### Goals:
1) Name the adjectives that the reflection on parenting uses to describe parenting itself.
2) Write out the passage of the reflection on parenting, word for word, from "Umm, okay. Thanks?" up to and including "current absurd madness.".

### Document:
****************************************

There is a plethora of advice for new parents. Moms who wear the visible sign of something beautiful growing inside usually get blasted earlier and more often. “Back in my day, dear, we just let the kids cry it out in the barn while we milked the cows.”
Umm, okay. Thanks?
Now, there are podcasts on everything from infant nutrition to proper scolding, and I dare not enter the twilight zone with the current absurd madness.
Parenting can be so overwhelming but equally fascinating and rewarding.
I sensed the emotional and physical exhaustion these women bear, yet they were so joyful being moms. They are more intelligent than I was, understand the essential nature of relying on God, and are more connected with other moms for support. They give me such hope for the future.
I am reading Fr. Jacque Phillippe’s small book “Searching for and Maintaining Peace.” I wish this would have been written years ago so I could have inhaled its wisdom. It is packed with valuable insight for everyone.

****************************************

### Data provided:
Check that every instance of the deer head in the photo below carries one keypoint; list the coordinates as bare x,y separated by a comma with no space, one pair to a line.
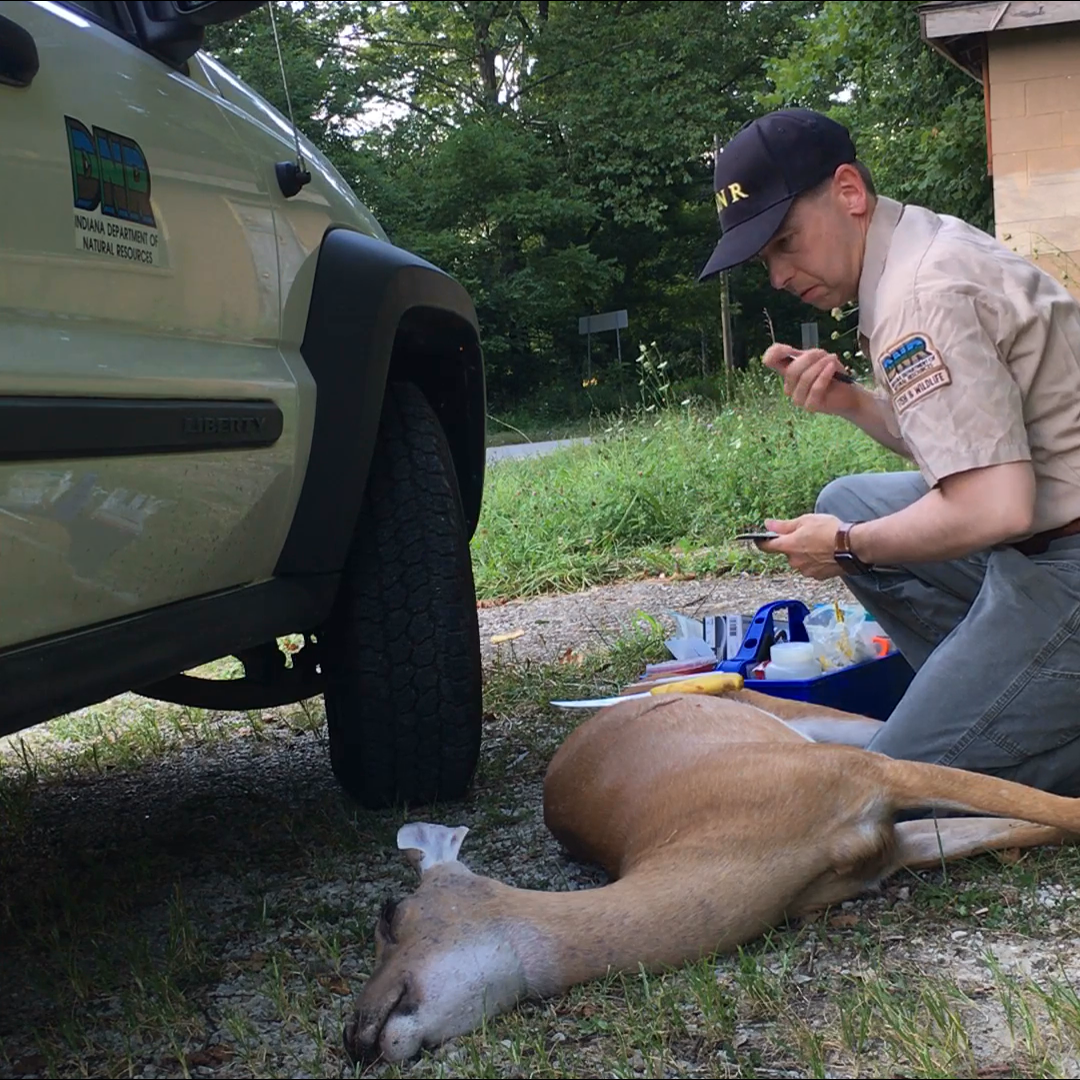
444,960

****************************************

### Worked solutions:
1) overwhelming, fascinating, rewarding

2)
Umm, okay. Thanks?
Now, there are podcasts on everything from infant nutrition to proper scolding, and I dare not enter the twilight zone with the current absurd madness.